◆ **Stated task 1**:
From the post below about making your own language, list every instruction in the sample bytecode.

◆ **Excerpted passage**:
= = = = = = =

I'm making my own language! Not that hard if you think about it.
The trick is to make a
*very* simple language (bytecode), like:
1. push 3
2. push 4
3. add
4. goto 1
Then, you just have to figure out how to convert your code to that. In mine so far it has two stages, the normal code, like:
void main()
{
if (i_rule == 1)
{
print "lol";
}
}
which is converted into this:
function - void - "main" - 0
1 - if - "i_rule == 1"
2 - print - "lol"
And that ofcourse, you easily be transformed into some form of bytecode, which ofcourse is superbly easy to execute.
Java and all the .NET things do this too, rather than executing as a .exe, they form their own bytecode and a 'virtual machine' (just a computer program) executes that code. This is good for 2 things: Firstly, once you have made the bytecode, there's no need for compilation again unless you need to change something. Second, it makes is more portable, just aslong as you have the virtual machine on every computer that is going to execute it (which is why people ask if your computer is 'Java capable').

= = = = = = =

◆ **Exercise material**:
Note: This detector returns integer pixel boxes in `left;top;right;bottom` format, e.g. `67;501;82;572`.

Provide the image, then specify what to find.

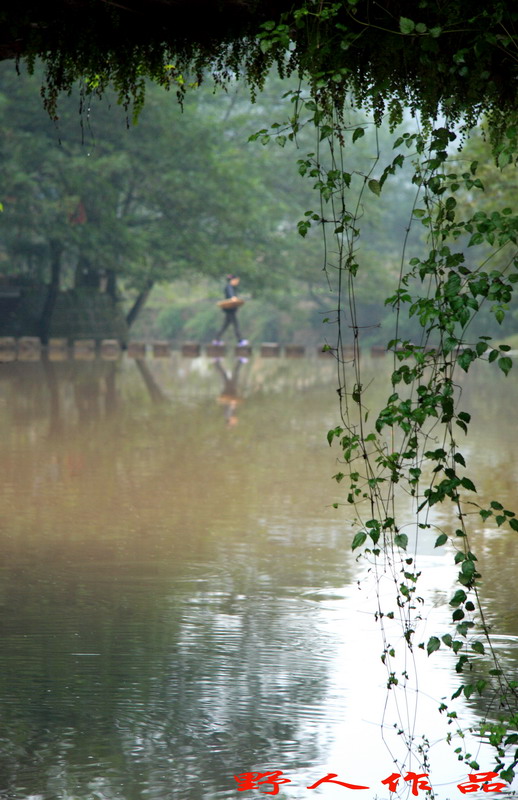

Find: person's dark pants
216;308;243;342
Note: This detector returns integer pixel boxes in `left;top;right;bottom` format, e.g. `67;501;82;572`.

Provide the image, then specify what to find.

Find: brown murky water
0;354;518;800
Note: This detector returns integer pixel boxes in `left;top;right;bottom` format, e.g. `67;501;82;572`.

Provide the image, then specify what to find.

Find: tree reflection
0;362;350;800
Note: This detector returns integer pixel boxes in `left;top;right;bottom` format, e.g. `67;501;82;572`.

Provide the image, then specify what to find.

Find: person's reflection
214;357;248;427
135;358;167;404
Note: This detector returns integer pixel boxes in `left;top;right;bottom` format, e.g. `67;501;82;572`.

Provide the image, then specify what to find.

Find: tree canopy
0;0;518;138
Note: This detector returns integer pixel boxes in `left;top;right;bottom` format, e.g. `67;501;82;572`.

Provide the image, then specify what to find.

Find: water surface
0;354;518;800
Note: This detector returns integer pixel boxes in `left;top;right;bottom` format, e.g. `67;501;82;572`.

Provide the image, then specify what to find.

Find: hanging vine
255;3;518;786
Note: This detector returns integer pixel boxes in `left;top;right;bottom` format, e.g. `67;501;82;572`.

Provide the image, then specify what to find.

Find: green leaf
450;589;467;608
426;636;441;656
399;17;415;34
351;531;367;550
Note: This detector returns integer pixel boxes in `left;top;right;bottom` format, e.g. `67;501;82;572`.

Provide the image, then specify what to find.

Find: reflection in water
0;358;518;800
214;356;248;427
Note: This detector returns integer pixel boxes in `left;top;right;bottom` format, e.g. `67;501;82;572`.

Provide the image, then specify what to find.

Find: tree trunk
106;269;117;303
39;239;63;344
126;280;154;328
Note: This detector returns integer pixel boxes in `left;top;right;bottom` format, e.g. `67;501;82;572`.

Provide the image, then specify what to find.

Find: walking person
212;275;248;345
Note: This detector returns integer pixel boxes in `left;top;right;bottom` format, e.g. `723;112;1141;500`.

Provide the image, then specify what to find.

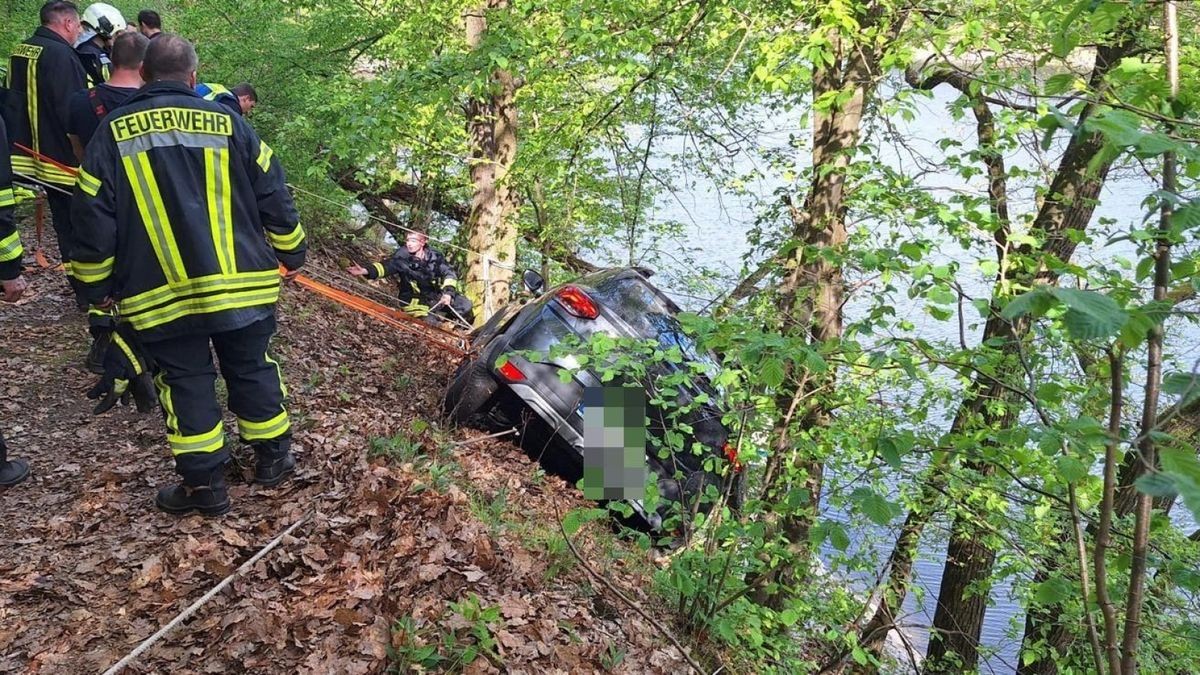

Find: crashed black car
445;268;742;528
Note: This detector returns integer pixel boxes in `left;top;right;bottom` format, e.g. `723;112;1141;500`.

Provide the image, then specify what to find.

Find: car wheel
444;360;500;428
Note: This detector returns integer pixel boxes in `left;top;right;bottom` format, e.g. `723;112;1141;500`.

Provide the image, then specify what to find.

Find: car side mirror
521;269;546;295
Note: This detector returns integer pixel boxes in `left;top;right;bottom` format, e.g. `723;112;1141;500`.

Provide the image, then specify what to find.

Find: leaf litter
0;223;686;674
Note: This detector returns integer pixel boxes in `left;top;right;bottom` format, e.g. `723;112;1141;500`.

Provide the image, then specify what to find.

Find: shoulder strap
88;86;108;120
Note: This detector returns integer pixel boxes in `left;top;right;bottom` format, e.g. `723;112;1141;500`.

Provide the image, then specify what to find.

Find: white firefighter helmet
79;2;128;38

= = = = = = =

◆ **Stated task 2**:
How many lines of the records above contain the word "person"? Case counts. Reply with the number alone.

◆ **Output 1**:
push 3
push 4
add
goto 1

◆ **Output 2**:
3